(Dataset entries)
+===+

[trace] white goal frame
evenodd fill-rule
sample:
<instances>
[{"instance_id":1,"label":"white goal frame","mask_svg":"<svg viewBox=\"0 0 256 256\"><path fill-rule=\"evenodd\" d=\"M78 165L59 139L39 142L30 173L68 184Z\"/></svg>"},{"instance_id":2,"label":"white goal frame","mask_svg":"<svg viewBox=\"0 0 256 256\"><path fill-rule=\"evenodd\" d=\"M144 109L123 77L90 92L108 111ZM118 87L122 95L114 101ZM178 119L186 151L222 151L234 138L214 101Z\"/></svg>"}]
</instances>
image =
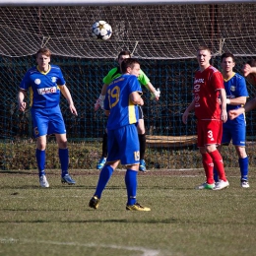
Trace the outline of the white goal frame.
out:
<instances>
[{"instance_id":1,"label":"white goal frame","mask_svg":"<svg viewBox=\"0 0 256 256\"><path fill-rule=\"evenodd\" d=\"M256 0L1 0L0 6L166 5L256 3Z\"/></svg>"}]
</instances>

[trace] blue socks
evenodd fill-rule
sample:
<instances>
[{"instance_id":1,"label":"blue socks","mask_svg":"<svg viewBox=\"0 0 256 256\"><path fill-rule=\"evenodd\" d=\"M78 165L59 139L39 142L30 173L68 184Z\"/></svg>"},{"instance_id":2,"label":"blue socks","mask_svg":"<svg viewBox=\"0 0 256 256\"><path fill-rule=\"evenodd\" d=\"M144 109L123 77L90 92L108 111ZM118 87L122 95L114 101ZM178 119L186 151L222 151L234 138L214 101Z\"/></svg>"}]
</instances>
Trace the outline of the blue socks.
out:
<instances>
[{"instance_id":1,"label":"blue socks","mask_svg":"<svg viewBox=\"0 0 256 256\"><path fill-rule=\"evenodd\" d=\"M68 174L69 167L69 151L68 149L59 149L59 160L61 166L61 176Z\"/></svg>"},{"instance_id":2,"label":"blue socks","mask_svg":"<svg viewBox=\"0 0 256 256\"><path fill-rule=\"evenodd\" d=\"M248 157L244 159L239 159L239 167L240 167L240 172L241 172L241 180L248 180L248 169L249 169L249 160ZM216 168L214 168L214 179L215 182L218 182L219 176Z\"/></svg>"},{"instance_id":3,"label":"blue socks","mask_svg":"<svg viewBox=\"0 0 256 256\"><path fill-rule=\"evenodd\" d=\"M101 169L96 185L96 190L95 193L95 196L96 196L98 199L101 197L102 191L104 190L109 178L111 177L114 169L108 165L105 164L103 168Z\"/></svg>"},{"instance_id":4,"label":"blue socks","mask_svg":"<svg viewBox=\"0 0 256 256\"><path fill-rule=\"evenodd\" d=\"M127 169L125 174L125 184L127 189L127 205L132 206L136 203L137 194L137 174L138 171Z\"/></svg>"},{"instance_id":5,"label":"blue socks","mask_svg":"<svg viewBox=\"0 0 256 256\"><path fill-rule=\"evenodd\" d=\"M241 171L241 180L248 180L248 168L249 168L248 157L246 157L245 159L239 159L238 162Z\"/></svg>"},{"instance_id":6,"label":"blue socks","mask_svg":"<svg viewBox=\"0 0 256 256\"><path fill-rule=\"evenodd\" d=\"M36 149L35 158L37 161L37 167L39 171L39 177L41 175L45 175L44 167L45 167L45 151L39 151Z\"/></svg>"}]
</instances>

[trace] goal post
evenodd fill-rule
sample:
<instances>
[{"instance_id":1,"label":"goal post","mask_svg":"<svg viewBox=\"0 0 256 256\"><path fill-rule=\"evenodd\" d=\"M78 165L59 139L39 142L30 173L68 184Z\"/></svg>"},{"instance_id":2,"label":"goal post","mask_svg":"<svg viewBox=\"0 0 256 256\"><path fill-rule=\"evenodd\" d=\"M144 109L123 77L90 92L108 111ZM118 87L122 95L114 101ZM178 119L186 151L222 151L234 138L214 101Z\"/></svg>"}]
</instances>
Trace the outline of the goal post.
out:
<instances>
[{"instance_id":1,"label":"goal post","mask_svg":"<svg viewBox=\"0 0 256 256\"><path fill-rule=\"evenodd\" d=\"M29 5L32 1L9 2ZM155 5L139 6L128 5L128 1L112 6L89 5L90 1L82 0L77 1L82 6L65 6L63 0L50 1L58 6L33 2L37 6L0 7L1 55L28 56L39 46L48 46L55 55L67 57L109 59L121 49L129 49L143 59L185 59L194 57L200 44L211 47L215 55L222 51L237 56L256 54L256 4L252 1L166 1L167 5L154 1ZM212 4L191 4L199 2ZM109 40L92 38L91 28L97 20L112 27Z\"/></svg>"},{"instance_id":2,"label":"goal post","mask_svg":"<svg viewBox=\"0 0 256 256\"><path fill-rule=\"evenodd\" d=\"M0 6L84 6L253 3L255 0L1 0Z\"/></svg>"}]
</instances>

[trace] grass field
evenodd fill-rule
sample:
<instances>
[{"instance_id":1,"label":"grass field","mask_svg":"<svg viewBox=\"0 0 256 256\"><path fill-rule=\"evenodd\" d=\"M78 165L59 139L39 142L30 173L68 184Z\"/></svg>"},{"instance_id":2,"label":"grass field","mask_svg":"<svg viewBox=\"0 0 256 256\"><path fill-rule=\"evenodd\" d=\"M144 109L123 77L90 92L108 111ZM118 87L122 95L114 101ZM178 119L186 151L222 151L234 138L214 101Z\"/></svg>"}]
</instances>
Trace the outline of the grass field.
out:
<instances>
[{"instance_id":1,"label":"grass field","mask_svg":"<svg viewBox=\"0 0 256 256\"><path fill-rule=\"evenodd\" d=\"M1 171L0 255L221 256L256 253L256 174L242 189L227 169L222 191L197 191L202 169L139 173L137 199L151 212L125 210L124 171L114 172L97 210L88 207L98 171L71 170L77 185L47 172Z\"/></svg>"}]
</instances>

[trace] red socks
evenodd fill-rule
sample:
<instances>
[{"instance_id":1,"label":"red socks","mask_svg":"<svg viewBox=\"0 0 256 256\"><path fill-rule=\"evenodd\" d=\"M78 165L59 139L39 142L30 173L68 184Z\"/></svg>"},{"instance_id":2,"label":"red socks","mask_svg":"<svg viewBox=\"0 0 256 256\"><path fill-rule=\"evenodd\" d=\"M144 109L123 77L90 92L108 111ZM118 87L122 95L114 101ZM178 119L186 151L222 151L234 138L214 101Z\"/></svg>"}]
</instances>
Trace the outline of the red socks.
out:
<instances>
[{"instance_id":1,"label":"red socks","mask_svg":"<svg viewBox=\"0 0 256 256\"><path fill-rule=\"evenodd\" d=\"M202 154L202 158L203 158L203 166L204 166L205 172L206 172L206 182L208 184L214 184L215 180L214 180L213 160L208 153Z\"/></svg>"},{"instance_id":2,"label":"red socks","mask_svg":"<svg viewBox=\"0 0 256 256\"><path fill-rule=\"evenodd\" d=\"M219 174L220 179L226 181L224 168L224 161L223 161L223 158L222 158L220 152L218 150L216 150L216 151L209 153L209 155L213 159L213 162L214 162L216 170Z\"/></svg>"}]
</instances>

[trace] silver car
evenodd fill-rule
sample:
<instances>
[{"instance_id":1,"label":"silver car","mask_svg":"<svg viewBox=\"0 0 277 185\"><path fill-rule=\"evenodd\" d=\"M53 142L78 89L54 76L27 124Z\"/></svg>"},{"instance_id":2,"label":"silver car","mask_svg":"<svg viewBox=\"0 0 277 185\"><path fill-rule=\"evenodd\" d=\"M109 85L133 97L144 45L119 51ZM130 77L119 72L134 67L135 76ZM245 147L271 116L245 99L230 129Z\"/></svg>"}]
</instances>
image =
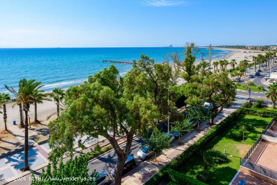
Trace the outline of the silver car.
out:
<instances>
[{"instance_id":1,"label":"silver car","mask_svg":"<svg viewBox=\"0 0 277 185\"><path fill-rule=\"evenodd\" d=\"M149 147L148 146L146 145L142 147L141 150L140 150L137 153L137 157L141 160L145 160L148 157L151 156L153 154L153 152L149 150Z\"/></svg>"},{"instance_id":2,"label":"silver car","mask_svg":"<svg viewBox=\"0 0 277 185\"><path fill-rule=\"evenodd\" d=\"M94 182L97 185L108 185L110 182L110 177L104 170L101 170L96 172L97 178Z\"/></svg>"}]
</instances>

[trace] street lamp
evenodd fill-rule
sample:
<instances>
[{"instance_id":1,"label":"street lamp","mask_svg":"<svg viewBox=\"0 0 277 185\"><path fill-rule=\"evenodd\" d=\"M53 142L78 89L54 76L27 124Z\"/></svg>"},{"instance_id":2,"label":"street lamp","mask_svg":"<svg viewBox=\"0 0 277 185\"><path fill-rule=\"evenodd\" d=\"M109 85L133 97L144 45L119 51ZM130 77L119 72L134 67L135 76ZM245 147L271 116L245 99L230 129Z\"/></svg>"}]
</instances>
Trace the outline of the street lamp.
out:
<instances>
[{"instance_id":1,"label":"street lamp","mask_svg":"<svg viewBox=\"0 0 277 185\"><path fill-rule=\"evenodd\" d=\"M167 117L167 135L169 135L169 85L167 91L167 106L168 107L168 115Z\"/></svg>"}]
</instances>

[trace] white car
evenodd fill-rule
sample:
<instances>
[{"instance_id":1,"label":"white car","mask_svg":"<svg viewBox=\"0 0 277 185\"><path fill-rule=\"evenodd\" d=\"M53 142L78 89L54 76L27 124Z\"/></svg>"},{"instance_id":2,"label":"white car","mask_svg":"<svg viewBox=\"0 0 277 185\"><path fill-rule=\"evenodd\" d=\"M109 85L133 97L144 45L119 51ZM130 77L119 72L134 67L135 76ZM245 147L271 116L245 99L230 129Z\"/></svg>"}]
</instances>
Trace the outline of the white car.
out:
<instances>
[{"instance_id":1,"label":"white car","mask_svg":"<svg viewBox=\"0 0 277 185\"><path fill-rule=\"evenodd\" d=\"M104 170L101 170L96 172L97 178L95 182L96 185L108 185L110 183L110 177Z\"/></svg>"},{"instance_id":2,"label":"white car","mask_svg":"<svg viewBox=\"0 0 277 185\"><path fill-rule=\"evenodd\" d=\"M212 105L211 103L205 102L204 103L204 107L210 107Z\"/></svg>"},{"instance_id":3,"label":"white car","mask_svg":"<svg viewBox=\"0 0 277 185\"><path fill-rule=\"evenodd\" d=\"M145 160L153 154L153 152L149 150L148 145L143 147L137 153L137 157L141 160Z\"/></svg>"}]
</instances>

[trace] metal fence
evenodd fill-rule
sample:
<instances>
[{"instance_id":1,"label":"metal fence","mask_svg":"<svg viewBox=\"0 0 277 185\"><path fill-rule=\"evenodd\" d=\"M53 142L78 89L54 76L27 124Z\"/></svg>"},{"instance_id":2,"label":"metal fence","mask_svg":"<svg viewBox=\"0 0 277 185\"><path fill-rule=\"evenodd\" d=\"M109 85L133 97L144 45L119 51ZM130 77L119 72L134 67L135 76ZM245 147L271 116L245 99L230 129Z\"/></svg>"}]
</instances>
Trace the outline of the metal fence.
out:
<instances>
[{"instance_id":1,"label":"metal fence","mask_svg":"<svg viewBox=\"0 0 277 185\"><path fill-rule=\"evenodd\" d=\"M250 157L251 154L252 153L252 152L254 151L254 150L256 149L258 145L260 143L260 142L262 140L261 135L259 137L259 138L257 140L256 140L256 142L255 142L255 143L254 143L254 145L252 146L250 150L248 151L248 152L245 155L244 157L243 158L244 159L247 159L248 157Z\"/></svg>"},{"instance_id":2,"label":"metal fence","mask_svg":"<svg viewBox=\"0 0 277 185\"><path fill-rule=\"evenodd\" d=\"M264 131L265 132L267 132L267 131L268 130L269 130L270 129L270 128L271 127L272 125L273 125L273 124L274 124L274 121L275 121L275 119L272 119L271 120L271 121L270 121L270 122L269 122L269 124L268 124L267 125L267 126L266 126L266 127L265 128L265 129L264 129Z\"/></svg>"},{"instance_id":3,"label":"metal fence","mask_svg":"<svg viewBox=\"0 0 277 185\"><path fill-rule=\"evenodd\" d=\"M241 158L240 166L277 180L277 171L273 170Z\"/></svg>"}]
</instances>

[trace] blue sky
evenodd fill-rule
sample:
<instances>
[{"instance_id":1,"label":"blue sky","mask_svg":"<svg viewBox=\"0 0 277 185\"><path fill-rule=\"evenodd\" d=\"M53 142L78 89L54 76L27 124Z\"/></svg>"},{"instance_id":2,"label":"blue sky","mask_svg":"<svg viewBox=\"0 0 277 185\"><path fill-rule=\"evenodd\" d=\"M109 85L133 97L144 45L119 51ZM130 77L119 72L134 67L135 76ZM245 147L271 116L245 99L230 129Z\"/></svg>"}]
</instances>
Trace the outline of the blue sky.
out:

+===+

(WHAT YOU SHOULD DO)
Everything from the line containing "[trace] metal fence" through the last line of the records must be given again exactly; leave out all other lines.

(CORRECT OUTPUT)
[trace] metal fence
evenodd fill-rule
sample:
<instances>
[{"instance_id":1,"label":"metal fence","mask_svg":"<svg viewBox=\"0 0 277 185\"><path fill-rule=\"evenodd\" d=\"M53 142L78 89L54 76L27 124Z\"/></svg>"},{"instance_id":2,"label":"metal fence","mask_svg":"<svg viewBox=\"0 0 277 185\"><path fill-rule=\"evenodd\" d=\"M109 85L133 97L144 45L119 51ZM130 77L119 72L134 67L135 76ZM245 147L271 116L245 99L230 129Z\"/></svg>"}]
</instances>
Trace the outline of the metal fence.
out:
<instances>
[{"instance_id":1,"label":"metal fence","mask_svg":"<svg viewBox=\"0 0 277 185\"><path fill-rule=\"evenodd\" d=\"M250 157L251 154L252 153L252 152L254 151L254 150L256 149L258 145L260 143L260 142L262 140L261 135L259 137L259 138L257 140L256 140L256 142L255 142L255 143L254 143L254 145L252 146L250 150L248 151L248 152L245 155L244 157L243 158L244 159L247 159L248 157Z\"/></svg>"},{"instance_id":2,"label":"metal fence","mask_svg":"<svg viewBox=\"0 0 277 185\"><path fill-rule=\"evenodd\" d=\"M264 131L265 132L267 132L267 131L268 130L269 130L270 129L270 128L271 127L272 125L273 125L273 124L274 124L274 121L275 121L275 119L272 119L271 120L271 121L270 121L270 122L269 122L269 124L268 124L267 125L267 126L266 126L266 127L265 128L265 129L264 129Z\"/></svg>"},{"instance_id":3,"label":"metal fence","mask_svg":"<svg viewBox=\"0 0 277 185\"><path fill-rule=\"evenodd\" d=\"M241 158L240 166L277 180L277 171L273 170Z\"/></svg>"}]
</instances>

[trace] blue sky
evenodd fill-rule
sample:
<instances>
[{"instance_id":1,"label":"blue sky","mask_svg":"<svg viewBox=\"0 0 277 185\"><path fill-rule=\"evenodd\" d=\"M53 142L78 89L54 76L27 124Z\"/></svg>"},{"instance_id":2,"label":"blue sky","mask_svg":"<svg viewBox=\"0 0 277 185\"><path fill-rule=\"evenodd\" d=\"M109 85L133 97L144 45L119 51ZM130 77L119 72L134 67L135 76ZM245 147L271 116L245 99L230 129Z\"/></svg>"}]
</instances>
Trace the outline of the blue sky.
out:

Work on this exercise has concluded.